Task item: In this exercise, the entries below are to be transcribed exactly, line by line.

Input data:
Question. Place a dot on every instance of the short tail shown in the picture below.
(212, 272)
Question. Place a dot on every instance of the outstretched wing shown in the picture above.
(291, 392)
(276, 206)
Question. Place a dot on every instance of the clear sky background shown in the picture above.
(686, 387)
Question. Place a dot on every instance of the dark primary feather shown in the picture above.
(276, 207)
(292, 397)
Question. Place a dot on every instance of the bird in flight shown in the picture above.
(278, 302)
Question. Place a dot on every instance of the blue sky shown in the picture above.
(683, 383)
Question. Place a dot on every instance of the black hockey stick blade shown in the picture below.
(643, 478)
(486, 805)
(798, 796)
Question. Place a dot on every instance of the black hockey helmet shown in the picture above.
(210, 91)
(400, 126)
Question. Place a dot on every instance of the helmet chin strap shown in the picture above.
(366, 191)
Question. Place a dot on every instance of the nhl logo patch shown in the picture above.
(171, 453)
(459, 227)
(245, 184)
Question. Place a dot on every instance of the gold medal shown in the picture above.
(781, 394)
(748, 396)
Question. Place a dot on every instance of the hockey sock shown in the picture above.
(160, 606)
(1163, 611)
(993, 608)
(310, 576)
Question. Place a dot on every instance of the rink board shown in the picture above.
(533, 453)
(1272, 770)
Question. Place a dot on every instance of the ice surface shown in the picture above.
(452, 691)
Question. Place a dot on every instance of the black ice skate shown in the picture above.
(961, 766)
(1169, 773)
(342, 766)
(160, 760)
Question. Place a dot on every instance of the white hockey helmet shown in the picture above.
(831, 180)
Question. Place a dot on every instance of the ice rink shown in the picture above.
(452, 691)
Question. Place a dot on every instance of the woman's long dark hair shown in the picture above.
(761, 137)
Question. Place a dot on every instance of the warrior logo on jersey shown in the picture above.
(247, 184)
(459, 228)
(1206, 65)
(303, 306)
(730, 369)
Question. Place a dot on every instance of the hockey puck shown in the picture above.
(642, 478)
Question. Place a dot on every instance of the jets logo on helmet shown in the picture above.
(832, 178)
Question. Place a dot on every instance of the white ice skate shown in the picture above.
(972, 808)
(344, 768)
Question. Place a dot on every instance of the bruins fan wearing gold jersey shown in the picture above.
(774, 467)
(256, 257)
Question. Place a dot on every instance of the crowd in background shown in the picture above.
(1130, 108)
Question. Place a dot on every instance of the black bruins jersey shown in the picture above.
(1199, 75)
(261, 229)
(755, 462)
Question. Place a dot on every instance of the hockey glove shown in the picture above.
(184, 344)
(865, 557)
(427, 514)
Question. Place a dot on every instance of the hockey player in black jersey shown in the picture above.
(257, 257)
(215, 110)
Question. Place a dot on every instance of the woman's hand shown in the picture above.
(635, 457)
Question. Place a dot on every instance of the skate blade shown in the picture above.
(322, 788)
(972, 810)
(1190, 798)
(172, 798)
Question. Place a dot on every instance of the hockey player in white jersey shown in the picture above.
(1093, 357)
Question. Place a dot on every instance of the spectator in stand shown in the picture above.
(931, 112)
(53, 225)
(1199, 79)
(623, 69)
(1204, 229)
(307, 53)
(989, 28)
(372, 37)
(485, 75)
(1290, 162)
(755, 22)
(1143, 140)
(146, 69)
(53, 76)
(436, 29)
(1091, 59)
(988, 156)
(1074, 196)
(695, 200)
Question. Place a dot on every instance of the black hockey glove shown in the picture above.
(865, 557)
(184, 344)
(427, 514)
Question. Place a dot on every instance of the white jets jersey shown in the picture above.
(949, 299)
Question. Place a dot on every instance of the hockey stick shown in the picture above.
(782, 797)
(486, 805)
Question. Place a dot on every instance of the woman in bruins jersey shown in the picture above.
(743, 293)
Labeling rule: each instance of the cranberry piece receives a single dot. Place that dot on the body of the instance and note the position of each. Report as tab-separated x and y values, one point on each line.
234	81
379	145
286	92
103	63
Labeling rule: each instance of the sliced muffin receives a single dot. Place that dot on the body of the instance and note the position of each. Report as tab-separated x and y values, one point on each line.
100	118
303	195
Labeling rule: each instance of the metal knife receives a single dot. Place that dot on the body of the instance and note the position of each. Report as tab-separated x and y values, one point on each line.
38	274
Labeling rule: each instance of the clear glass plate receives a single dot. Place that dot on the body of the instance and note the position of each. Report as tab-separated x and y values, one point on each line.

Solution to the problem:
Question. Place a dot on every instance of the short tail shown in the picture below.
(212, 272)
Question. Place a dot on every instance of the outstretched wing shown in the picture above.
(291, 392)
(276, 206)
Question. Place a dot on every instance of the clear sky background shown in the picture above.
(686, 387)
Question. Place a dot on every instance of the dark primary feather shown in the picture above.
(276, 207)
(292, 397)
Question. Place a dot on every instance of the bird in flight shown in the picture above.
(278, 302)
Question. Place a dot on every instance of the blue sky shown in the picture above.
(683, 383)
Question. Place a dot on every instance of the black hockey stick blade shown in the picture below.
(643, 478)
(486, 805)
(798, 796)
Question. Place a dot on every instance of the black hockey helmet shown in the picture above.
(210, 91)
(400, 126)
Question. Place a dot on every instance of the helmet chin strap shown in the picture above.
(366, 191)
Question. Place a dot on every instance of the nhl logo patch shown in the picture above.
(171, 453)
(459, 227)
(245, 184)
Question. Place a dot on every instance of the gold medal shown in the picture above.
(781, 394)
(748, 396)
Question. Place a dot on every instance of the hockey sock shown in the picture above.
(160, 606)
(1163, 611)
(993, 608)
(310, 576)
Question. Place a dot on every instance of the rink board shown in the picture above.
(533, 453)
(1272, 770)
Question. Place a dot on every instance of the ice surface shown in the picture above.
(452, 691)
Question. Place a dot on every instance of the black ice skate shown in the picture above.
(961, 766)
(1169, 773)
(342, 766)
(160, 760)
Question. Place a dot on every instance of the white hockey helmet shown in the picture above.
(831, 180)
Question. Place a dot on every instance of the ice rink shown in the picture above.
(452, 691)
Question. Place a dot on every instance of the woman's long dark hair shown in the picture above.
(761, 137)
Question. Place a dot on every instance of the warrior logo on jersey shown in the picture above.
(247, 184)
(459, 228)
(1206, 65)
(303, 306)
(730, 369)
Question. Place a dot on every instance of the hockey puck shown in the picture above.
(642, 478)
Question. Place a dot on every instance of the jets logo on helmet shown in the picture above.
(832, 178)
Question. Place a dot on every instance of the white ice skate shown in the picture above.
(972, 808)
(344, 768)
Question. Place a dot on every instance of the bruins fan wearing gold jersey shown in the picture above.
(774, 467)
(256, 257)
Question. Place a dot on every instance of the crowd in background shown in the picture above.
(1130, 108)
Question. Place a dot on every instance of the black bruins jersey shown in the picture above.
(1199, 75)
(261, 229)
(755, 462)
Question. Place a dot on every instance of the hockey glove shown in the picture above.
(184, 344)
(865, 557)
(427, 514)
Question. Place a dot on every instance of the hockey player in black jersey shown in the picture above.
(257, 257)
(215, 110)
Question. Place a dot on every instance of the woman's hand shown in the picture above.
(635, 457)
Question. Place a dot on every instance of the skate blade shown in the picture above.
(322, 788)
(972, 810)
(1190, 798)
(172, 798)
Question. Place a dot on every instance of the hockey player in white jersey shown in the picture above.
(1093, 357)
Question. Place a dot on every instance of the spectator in stand shown in the picture above.
(931, 112)
(53, 225)
(1199, 79)
(623, 69)
(1204, 229)
(307, 53)
(989, 28)
(372, 37)
(485, 75)
(1290, 162)
(755, 22)
(1143, 140)
(146, 69)
(53, 76)
(436, 29)
(1091, 59)
(988, 156)
(1074, 196)
(695, 200)
Question. Place a dot on every instance of the black hockey glove shown in the picture above.
(865, 557)
(184, 344)
(427, 514)
Question. Place a dot on every instance of the white jets jersey shown in the picture above.
(949, 299)
Question. Place a dot on every instance of the hockey stick shown in the picture above.
(782, 797)
(486, 805)
Question. Place a dot on every instance of the woman in bruins jersey shown in the picture above.
(743, 293)
Labeling rule: each instance of the cranberry piece receives a single dot. Place that dot on the body of the instance and note the position of each. Report as tab-separated x and y values, one point on each line.
234	81
379	145
286	92
103	63
Labeling rule: each instance of the sliced muffin receives a single dot. Place that dot on the body of the instance and note the position of each. Report as tab-separated x and y values, one point on each line.
100	118
303	195
Labeling rule: each instance of the metal knife receives a single dot. Place that dot on the body of the instance and note the position of each. Report as tab-separated x and y values, one point on each line.
38	274
Labeling rule: each instance of the clear glass plate receives a single dot. Place that dot on the body of the instance and note the position of each. Report as tab-separated x and y values, one point on each line.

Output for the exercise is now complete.